__EXTRAIT CHOISI__.
Pour celles et ceux qui auraient besoin d’explications : Après une fracture, l’organisme est capable de fabriquer à nouveau de l’os et un épaississement osseux se forme afin de favoriser la cicatrisation de l’os : il s’agit d’un cal osseux.
C’est alors que nous avons engagé la conversation :
Moi : C’est donc cette fracture qui justifie mes douleurs ? et aussi mes douleurs plus profondes. Mon ostéopathe m’a expliqué que ces choses étaient liées.
Le médecin : De toute façon pour les ostéopathes tout est toujours lié !
Moi : Ah vous doutez de l’ostéopathie ?
Le médecin : Oh ! Vous pouvez écouter votre ostéopathe, il en est bien qui écoute leur coiffeur !
C’est ainsi que s’est achevé notre échange. Lui m’expliquant que je pouvais me rhabiller et qu’il allait préparer le compte rendu de l’examen.
Comparer l’avis d’un ostéopathe et l’opinion d’un coiffeur, c’est être un peu méprisant, selon ma perception.
France Culture dans son émission, « les idées claires » a posé la question : « Ostéopathie, ça ne sert à rien ? »
L’émission avait invité le professeur François Rannou, chef du service de médecine physique et de réadaptation à l’hôpital Cochin et dirigeant d’une équipe à l’Inserm de la faculté des Saints-Pères, en charge d’une étude sur l’effet de l’ostéopathie sur 400 patients souffrant de lombalgie.

__DONNÉES FOURNIES__.
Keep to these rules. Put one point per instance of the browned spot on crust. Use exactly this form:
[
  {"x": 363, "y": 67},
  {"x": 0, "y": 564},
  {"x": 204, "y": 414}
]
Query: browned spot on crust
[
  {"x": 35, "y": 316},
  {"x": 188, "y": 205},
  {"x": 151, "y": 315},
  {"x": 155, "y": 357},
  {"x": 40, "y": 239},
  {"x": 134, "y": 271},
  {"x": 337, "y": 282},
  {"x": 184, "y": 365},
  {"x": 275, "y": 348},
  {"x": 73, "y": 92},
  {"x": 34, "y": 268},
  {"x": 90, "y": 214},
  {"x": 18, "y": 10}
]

__CONSIGNE 1__.
Répondez aux questions suivantes d'après le récit sur l'ostéopathie :
(a) Quel nom porte l'épaississement osseux qui se forme après une fracture ?
(b) À quelle profession le médecin compare-t-il celle d'ostéopathe ?
(c) Sur combien de patients porte l'étude dont François Rannou a la charge, et de quoi ces patients souffrent-ils ?
__CONSIGNE 2__. Reprenez le récit sur l'ostéopathie après sa dernière phrase et poursuivez-le.

__RÉPONSE 1__.
(a) Un cal osseux.
(b) À celle de coiffeur.
(c) Sur 400 patients souffrant de lombalgie.

__RÉPONSE 2__.
Les participants ont bénéficié de six séances de manipulations ostéopathiques ou de six séances de manipulations placebo à raison d’une séance toutes les deux semaines, pendant trois mois.
Les séances étaient toutes réalisées par des ostéopathes qui étaient d’accord sur les manipulations que leur discipline préconisait pour une lombalgie.
Une partie de ces ostéopathes appliquaient strictement ce protocole sur les membres du premier groupe, alors que l’autre partie des ostéopathes se gardaient de le suivre en réalisant des manipulations qui devaient être neutre.
Les résultats sont parus dans la revue JAMA (Journal of the American Medical Association) le 15 mars 2021.
Le professeur Rannou rapporte :
« En général, quand on fait des études sur les faits, soit d’un médicament, soit d’une thérapeutique non pharmacologique dans les maladies de l’appareil locomoteur, on regarde trois choses. On regarde la douleur, est-ce qu’on a mal ou pas ? Ou moins mal ou plus mal ? La fonction en gros c’est, qu’est ce qu’on peut faire ? Et la qualité de vie, est-ce qu’on a perdu ou pas en qualité de vie ? Là, on a montré que sur la douleur, il n’y avait pas de différences du tout entre les deux groupes, la qualité de vie non plus. Par contre, sur la fonction, il y a une petite différence entre les deux groupes en faveur du groupe ostéopathie. Mais cette différence n’est pas ce que l’on appelle cliniquement pertinente, c’est-à-dire que c’est une différence qui est tellement faible qu’on considère qu’elle n’a pas d’existence clinique. »
Donc l’ostéopathie n’a pas plus d’effet qu’un placebo selon cette étude.
Je n’ai pas vocation à remettre en cause cette étude.
Je constate qu’il s’agissait d’une étude sur un point précis de souffrance : une lombalgie.
Une étude sur une autre pathologie conduirait-elle au même résultat ?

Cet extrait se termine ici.